* **MATERIAL FOR THE TASK**
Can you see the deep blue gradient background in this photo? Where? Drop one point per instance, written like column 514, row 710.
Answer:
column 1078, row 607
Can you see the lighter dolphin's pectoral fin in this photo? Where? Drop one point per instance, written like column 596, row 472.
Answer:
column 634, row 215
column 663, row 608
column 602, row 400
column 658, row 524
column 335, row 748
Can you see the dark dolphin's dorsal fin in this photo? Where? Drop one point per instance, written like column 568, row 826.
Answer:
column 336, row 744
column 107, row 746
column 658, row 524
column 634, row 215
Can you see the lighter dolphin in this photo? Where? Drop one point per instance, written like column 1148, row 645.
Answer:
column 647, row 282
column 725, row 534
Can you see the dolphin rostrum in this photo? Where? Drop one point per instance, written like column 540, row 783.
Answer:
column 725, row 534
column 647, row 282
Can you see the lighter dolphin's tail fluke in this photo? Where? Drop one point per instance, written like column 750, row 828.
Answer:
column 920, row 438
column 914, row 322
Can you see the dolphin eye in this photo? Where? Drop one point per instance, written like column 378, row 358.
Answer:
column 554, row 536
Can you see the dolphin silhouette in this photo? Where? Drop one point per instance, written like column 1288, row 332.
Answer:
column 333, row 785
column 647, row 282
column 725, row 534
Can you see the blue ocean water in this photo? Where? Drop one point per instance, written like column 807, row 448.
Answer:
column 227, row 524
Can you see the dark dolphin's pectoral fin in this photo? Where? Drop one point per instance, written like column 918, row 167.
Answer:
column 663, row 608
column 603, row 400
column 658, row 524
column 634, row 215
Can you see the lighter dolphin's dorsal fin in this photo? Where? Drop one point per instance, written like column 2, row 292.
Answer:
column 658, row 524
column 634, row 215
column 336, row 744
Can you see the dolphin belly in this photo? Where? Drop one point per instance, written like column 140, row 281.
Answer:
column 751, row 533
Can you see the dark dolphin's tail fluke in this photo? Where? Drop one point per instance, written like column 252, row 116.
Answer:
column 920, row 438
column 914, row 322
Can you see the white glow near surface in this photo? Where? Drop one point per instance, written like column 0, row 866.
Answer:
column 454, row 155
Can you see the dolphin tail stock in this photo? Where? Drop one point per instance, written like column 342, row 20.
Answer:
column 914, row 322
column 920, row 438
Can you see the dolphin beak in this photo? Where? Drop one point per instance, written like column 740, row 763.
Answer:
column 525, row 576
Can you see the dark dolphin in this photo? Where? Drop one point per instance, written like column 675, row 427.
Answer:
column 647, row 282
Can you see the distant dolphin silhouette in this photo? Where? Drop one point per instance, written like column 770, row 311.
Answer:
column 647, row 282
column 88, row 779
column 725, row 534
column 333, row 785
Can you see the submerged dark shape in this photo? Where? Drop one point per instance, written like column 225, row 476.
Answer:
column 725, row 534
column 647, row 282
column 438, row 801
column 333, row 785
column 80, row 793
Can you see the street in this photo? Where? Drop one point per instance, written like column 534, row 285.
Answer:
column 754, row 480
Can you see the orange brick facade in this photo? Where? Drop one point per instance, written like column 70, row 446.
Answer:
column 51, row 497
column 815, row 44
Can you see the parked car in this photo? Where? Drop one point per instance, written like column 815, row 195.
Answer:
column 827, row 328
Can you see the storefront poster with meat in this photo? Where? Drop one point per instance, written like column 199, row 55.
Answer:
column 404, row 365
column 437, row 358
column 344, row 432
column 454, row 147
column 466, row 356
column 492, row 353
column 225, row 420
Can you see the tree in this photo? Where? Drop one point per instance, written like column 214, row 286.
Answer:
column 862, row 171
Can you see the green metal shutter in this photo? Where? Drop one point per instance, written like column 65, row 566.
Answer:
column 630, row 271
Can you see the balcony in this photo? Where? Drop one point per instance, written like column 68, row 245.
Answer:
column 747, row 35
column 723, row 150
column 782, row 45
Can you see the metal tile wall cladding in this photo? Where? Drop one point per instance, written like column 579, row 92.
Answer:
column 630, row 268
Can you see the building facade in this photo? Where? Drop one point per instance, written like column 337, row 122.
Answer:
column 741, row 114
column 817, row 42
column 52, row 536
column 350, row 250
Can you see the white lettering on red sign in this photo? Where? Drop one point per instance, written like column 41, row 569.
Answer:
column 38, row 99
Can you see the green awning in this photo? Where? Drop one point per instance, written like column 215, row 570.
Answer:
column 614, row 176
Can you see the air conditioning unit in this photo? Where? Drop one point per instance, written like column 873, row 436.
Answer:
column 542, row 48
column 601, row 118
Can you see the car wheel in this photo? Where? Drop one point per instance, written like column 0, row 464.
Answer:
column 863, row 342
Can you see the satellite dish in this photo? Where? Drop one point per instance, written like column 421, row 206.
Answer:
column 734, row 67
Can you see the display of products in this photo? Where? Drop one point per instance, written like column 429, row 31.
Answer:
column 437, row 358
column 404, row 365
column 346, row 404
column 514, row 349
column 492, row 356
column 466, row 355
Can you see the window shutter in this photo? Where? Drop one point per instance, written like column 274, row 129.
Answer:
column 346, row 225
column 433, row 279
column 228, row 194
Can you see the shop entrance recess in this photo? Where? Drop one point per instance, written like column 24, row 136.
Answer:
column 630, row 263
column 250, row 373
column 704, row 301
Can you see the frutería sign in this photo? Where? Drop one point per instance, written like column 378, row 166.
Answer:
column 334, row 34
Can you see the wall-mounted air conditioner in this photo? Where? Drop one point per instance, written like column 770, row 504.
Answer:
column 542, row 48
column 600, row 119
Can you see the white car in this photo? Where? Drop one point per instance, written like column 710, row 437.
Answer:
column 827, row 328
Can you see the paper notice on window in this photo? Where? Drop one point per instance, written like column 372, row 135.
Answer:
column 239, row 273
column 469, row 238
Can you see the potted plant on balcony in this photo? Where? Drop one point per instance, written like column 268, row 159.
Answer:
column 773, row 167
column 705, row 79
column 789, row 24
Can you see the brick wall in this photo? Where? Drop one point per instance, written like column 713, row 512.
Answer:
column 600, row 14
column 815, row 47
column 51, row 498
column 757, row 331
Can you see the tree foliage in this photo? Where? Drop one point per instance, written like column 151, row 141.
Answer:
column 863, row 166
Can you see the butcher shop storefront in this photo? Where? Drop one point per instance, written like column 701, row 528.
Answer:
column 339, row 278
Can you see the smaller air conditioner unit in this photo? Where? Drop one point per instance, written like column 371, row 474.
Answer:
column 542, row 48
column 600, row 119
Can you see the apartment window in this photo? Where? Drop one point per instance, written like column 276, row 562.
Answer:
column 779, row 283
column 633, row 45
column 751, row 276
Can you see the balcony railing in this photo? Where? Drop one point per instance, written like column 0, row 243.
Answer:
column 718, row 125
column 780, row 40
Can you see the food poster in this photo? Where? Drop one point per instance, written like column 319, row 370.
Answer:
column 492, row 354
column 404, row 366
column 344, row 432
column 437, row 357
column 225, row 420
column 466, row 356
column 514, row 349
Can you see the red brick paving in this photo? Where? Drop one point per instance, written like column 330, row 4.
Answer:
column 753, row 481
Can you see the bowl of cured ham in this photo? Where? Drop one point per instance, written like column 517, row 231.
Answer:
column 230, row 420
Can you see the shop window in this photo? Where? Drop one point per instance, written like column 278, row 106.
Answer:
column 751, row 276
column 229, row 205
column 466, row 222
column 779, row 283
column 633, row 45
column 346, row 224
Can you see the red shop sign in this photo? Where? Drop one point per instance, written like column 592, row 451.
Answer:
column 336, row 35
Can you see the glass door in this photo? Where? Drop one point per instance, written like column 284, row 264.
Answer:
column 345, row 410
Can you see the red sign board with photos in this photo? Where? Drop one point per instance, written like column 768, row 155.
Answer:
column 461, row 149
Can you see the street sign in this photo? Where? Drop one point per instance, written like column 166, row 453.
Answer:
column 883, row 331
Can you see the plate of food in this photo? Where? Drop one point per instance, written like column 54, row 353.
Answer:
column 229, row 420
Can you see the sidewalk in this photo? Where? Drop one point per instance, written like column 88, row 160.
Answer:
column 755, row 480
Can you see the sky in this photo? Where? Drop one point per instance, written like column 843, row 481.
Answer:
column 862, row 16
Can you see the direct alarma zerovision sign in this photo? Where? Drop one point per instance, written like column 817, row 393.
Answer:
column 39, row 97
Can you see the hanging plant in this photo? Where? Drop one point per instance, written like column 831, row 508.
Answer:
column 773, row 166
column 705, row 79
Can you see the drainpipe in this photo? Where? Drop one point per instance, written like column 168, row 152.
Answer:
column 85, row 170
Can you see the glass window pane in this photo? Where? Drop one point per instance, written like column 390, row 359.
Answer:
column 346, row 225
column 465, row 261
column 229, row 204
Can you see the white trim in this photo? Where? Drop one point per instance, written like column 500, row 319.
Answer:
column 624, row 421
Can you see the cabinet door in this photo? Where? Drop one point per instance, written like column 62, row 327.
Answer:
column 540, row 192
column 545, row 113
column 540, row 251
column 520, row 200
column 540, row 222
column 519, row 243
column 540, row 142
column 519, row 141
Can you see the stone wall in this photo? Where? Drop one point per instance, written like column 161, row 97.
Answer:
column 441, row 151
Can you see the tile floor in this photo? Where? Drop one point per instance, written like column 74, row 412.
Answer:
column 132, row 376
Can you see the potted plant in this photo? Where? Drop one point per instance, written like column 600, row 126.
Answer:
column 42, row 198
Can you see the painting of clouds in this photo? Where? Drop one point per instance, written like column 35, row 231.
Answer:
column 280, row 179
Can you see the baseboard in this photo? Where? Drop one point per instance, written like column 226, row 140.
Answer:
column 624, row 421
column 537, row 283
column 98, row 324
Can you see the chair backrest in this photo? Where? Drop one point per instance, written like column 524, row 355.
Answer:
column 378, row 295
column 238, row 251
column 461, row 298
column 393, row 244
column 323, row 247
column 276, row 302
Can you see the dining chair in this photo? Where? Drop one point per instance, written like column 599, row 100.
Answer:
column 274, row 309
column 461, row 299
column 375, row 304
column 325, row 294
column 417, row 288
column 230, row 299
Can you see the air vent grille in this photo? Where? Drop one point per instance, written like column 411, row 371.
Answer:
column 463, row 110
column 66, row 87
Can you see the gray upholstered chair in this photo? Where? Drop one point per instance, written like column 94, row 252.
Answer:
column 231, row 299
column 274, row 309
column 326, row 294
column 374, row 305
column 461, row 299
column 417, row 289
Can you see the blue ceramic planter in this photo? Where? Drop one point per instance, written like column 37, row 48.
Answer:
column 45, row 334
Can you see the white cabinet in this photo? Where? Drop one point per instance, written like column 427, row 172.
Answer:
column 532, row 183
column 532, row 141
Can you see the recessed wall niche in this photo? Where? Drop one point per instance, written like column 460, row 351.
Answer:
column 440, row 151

* **YOUR TASK**
Scan the listing above and copy all lines containing the word "pectoral".

* **WRITTEN RESPONSE**
Can you see the lighter dolphin's pectoral fin in this photo? Where? Drop one point per instance, written like column 596, row 472.
Can you see the dark dolphin's pectoral fin in this photo? Where? Drop one point per instance, written like column 918, row 167.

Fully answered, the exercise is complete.